Assigned task |
Would you return the lines that run from the start of the data below to the line with "negative clicks: (1042, 549) (226, 127)", both included, exactly as written and without pictures?

Supplied material |

◆ ◆ ◆ ◆

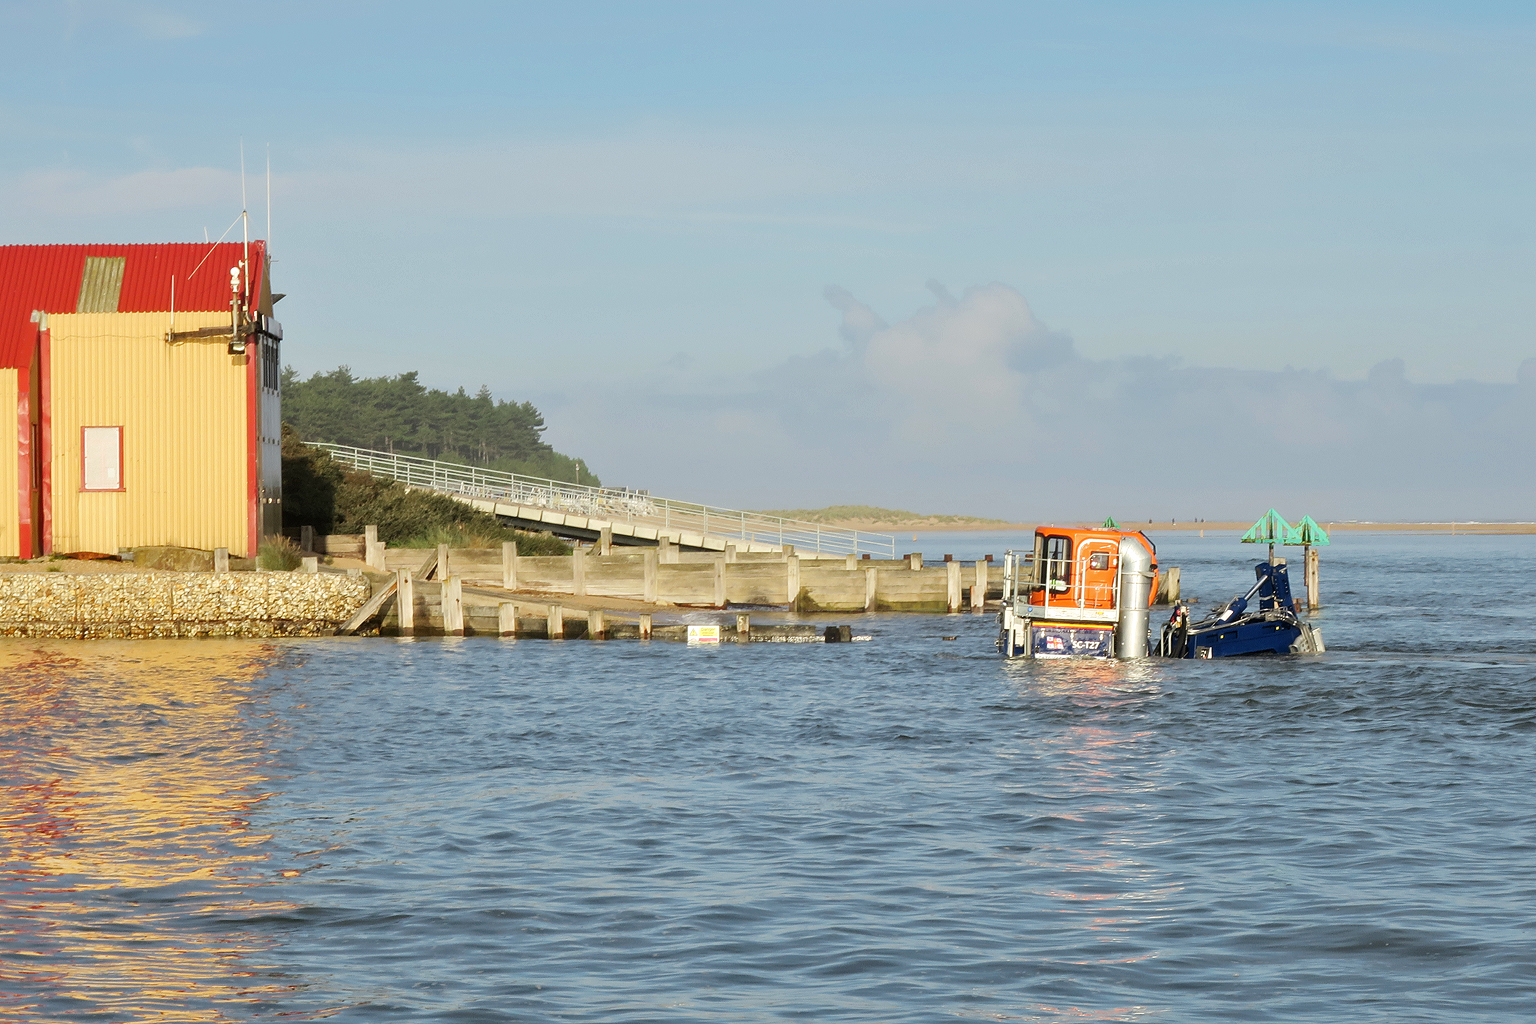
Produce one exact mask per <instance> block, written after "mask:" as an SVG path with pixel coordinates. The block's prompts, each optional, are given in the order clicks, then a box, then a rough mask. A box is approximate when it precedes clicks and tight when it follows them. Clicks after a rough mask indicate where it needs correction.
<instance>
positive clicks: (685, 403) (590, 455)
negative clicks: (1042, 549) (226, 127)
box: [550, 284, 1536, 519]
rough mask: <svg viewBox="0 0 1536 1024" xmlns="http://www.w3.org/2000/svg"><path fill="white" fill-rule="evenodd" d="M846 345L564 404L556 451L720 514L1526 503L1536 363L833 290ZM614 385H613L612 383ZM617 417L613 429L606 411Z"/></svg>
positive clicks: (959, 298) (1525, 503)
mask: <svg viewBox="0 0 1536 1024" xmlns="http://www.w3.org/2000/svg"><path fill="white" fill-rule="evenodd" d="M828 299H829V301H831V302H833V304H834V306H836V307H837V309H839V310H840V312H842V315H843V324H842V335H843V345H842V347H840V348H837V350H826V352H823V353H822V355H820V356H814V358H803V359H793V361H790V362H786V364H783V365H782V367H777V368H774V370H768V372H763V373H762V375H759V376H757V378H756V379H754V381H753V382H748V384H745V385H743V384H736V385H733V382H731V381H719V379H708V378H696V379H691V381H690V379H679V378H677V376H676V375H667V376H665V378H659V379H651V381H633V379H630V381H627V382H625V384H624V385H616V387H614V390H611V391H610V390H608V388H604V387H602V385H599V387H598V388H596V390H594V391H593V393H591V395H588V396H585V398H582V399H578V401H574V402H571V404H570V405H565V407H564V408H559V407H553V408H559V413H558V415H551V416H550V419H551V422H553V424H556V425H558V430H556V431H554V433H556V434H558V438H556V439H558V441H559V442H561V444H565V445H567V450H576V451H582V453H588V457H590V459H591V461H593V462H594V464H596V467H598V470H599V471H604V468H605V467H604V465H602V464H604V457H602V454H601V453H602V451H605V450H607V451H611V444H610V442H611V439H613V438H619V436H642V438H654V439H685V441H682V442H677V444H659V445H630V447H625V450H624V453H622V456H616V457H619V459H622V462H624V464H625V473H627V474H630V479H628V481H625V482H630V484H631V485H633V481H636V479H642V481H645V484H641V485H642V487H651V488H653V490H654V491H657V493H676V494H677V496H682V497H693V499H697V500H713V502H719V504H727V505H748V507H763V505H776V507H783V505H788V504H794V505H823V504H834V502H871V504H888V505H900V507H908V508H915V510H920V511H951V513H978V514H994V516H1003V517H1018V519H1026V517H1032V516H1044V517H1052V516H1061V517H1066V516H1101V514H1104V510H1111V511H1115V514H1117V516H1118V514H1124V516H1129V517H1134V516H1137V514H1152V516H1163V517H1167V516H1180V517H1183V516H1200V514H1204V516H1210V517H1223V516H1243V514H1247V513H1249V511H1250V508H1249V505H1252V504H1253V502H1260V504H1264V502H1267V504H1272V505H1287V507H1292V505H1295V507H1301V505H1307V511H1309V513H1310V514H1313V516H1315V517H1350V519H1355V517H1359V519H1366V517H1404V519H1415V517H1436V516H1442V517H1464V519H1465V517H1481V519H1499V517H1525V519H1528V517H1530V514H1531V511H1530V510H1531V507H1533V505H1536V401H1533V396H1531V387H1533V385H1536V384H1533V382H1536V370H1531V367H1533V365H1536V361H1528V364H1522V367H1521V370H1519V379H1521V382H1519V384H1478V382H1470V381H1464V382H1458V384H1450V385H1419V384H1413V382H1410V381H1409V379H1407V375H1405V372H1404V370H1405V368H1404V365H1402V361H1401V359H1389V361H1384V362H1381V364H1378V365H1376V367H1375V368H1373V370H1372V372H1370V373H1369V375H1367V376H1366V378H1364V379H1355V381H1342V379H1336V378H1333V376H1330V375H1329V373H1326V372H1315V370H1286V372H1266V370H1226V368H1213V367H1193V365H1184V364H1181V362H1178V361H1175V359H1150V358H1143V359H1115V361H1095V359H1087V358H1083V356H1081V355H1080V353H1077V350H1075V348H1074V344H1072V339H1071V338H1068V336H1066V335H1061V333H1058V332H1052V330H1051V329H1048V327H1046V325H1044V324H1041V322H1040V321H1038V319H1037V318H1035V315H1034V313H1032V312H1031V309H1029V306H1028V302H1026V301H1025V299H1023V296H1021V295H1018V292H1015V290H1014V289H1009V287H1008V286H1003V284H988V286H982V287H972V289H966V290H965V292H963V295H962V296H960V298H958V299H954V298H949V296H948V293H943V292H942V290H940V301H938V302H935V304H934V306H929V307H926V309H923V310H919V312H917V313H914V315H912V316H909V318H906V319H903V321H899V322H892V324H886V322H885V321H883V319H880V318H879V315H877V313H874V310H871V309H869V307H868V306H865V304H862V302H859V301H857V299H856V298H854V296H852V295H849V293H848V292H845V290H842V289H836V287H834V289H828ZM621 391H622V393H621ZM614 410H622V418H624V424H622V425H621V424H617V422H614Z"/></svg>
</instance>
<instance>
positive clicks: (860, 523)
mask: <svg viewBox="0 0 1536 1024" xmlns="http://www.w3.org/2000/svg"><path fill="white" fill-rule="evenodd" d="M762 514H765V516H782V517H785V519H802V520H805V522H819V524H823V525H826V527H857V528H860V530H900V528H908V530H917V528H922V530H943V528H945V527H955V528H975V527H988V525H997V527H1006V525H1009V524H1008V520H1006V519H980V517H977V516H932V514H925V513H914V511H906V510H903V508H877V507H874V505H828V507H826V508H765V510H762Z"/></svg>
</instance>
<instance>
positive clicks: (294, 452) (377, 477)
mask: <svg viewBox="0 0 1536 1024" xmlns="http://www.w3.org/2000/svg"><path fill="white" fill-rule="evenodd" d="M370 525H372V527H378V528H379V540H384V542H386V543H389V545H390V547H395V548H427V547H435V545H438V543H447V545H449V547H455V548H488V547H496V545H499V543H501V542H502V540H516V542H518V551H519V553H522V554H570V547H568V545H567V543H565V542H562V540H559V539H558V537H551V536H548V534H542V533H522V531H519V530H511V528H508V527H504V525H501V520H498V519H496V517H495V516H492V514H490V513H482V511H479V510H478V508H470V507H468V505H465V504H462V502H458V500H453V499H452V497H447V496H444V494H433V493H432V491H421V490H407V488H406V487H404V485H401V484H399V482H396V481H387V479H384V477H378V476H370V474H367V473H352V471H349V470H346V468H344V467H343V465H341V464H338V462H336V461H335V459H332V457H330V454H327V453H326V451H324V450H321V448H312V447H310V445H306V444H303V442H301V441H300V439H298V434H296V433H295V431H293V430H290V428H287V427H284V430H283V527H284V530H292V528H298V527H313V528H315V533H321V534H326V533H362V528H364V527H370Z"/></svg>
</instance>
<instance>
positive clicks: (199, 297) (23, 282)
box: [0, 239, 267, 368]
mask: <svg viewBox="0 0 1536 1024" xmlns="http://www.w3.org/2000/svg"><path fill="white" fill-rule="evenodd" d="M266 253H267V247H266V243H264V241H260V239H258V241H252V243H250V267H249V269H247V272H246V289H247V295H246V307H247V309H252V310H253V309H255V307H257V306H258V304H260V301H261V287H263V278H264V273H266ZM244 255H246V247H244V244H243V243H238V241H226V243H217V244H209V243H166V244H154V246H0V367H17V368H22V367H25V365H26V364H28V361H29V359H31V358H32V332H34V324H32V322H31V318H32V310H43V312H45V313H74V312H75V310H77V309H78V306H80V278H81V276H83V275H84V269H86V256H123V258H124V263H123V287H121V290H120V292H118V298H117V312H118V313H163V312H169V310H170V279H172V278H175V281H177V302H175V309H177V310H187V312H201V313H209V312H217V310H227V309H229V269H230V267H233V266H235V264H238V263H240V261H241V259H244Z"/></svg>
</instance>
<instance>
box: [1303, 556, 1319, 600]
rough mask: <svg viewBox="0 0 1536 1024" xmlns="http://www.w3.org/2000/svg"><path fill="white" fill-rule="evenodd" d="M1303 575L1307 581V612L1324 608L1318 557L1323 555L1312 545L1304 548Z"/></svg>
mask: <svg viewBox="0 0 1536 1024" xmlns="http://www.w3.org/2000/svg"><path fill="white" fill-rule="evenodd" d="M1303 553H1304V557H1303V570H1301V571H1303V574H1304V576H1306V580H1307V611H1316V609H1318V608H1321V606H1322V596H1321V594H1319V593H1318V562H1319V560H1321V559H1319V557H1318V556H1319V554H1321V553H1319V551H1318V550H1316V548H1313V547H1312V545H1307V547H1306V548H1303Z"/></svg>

◆ ◆ ◆ ◆

Reply |
Produce one exact mask per <instance> block, written after "mask:" as an SVG path with pixel coordinates. The block's prompts, each optional, are given in the order clicks, then a box, then a rough mask. A box is approximate when it precedes clicks and tight when it follows them. Clicks after a rough mask indicate where it needs correction.
<instance>
positive clicks: (685, 403) (590, 455)
negative clicks: (1042, 549) (226, 127)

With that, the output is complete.